Region-labeling records:
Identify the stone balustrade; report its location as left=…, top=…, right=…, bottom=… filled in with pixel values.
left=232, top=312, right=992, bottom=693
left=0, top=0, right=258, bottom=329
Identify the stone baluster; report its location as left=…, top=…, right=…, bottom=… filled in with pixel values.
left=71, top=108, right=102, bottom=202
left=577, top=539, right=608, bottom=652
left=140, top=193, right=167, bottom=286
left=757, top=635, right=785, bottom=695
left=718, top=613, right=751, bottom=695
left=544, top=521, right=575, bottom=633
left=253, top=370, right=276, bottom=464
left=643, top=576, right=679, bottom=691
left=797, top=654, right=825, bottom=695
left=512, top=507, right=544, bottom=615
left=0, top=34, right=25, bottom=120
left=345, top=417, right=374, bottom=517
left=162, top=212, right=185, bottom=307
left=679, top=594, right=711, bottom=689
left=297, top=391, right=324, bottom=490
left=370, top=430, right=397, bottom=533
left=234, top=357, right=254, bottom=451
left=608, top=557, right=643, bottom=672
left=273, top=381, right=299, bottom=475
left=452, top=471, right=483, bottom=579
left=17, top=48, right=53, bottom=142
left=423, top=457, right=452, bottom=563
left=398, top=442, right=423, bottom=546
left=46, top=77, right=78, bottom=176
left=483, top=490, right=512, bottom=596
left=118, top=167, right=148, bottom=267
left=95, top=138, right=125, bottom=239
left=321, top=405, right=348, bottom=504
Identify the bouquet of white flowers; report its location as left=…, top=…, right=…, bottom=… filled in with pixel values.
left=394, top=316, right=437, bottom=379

Exercise aim: Reproduce all of the data above word for word, keeping every line unchanged and in its original order.

Task answer:
Identify the stone balustrade; report its location as left=…, top=…, right=…, bottom=… filled in with pixel values.
left=232, top=312, right=992, bottom=693
left=0, top=0, right=258, bottom=329
Identify the stone baluster; report its location as left=…, top=…, right=…, bottom=… filled in with pixel values.
left=71, top=108, right=102, bottom=202
left=577, top=539, right=608, bottom=652
left=140, top=193, right=167, bottom=286
left=757, top=635, right=785, bottom=695
left=718, top=613, right=751, bottom=695
left=544, top=521, right=575, bottom=633
left=253, top=370, right=276, bottom=464
left=643, top=576, right=679, bottom=691
left=797, top=654, right=825, bottom=695
left=512, top=507, right=544, bottom=615
left=0, top=34, right=25, bottom=120
left=345, top=417, right=374, bottom=517
left=162, top=212, right=185, bottom=307
left=679, top=594, right=711, bottom=689
left=297, top=391, right=324, bottom=490
left=370, top=430, right=397, bottom=533
left=234, top=357, right=254, bottom=451
left=608, top=557, right=643, bottom=672
left=273, top=381, right=299, bottom=475
left=452, top=471, right=483, bottom=579
left=17, top=48, right=53, bottom=142
left=423, top=457, right=452, bottom=563
left=398, top=442, right=423, bottom=546
left=46, top=77, right=78, bottom=176
left=483, top=490, right=512, bottom=596
left=118, top=167, right=148, bottom=267
left=95, top=138, right=125, bottom=239
left=321, top=405, right=348, bottom=504
Identify the bouquet of white flowers; report its location as left=…, top=…, right=…, bottom=… filled in with pixel values.
left=394, top=316, right=437, bottom=379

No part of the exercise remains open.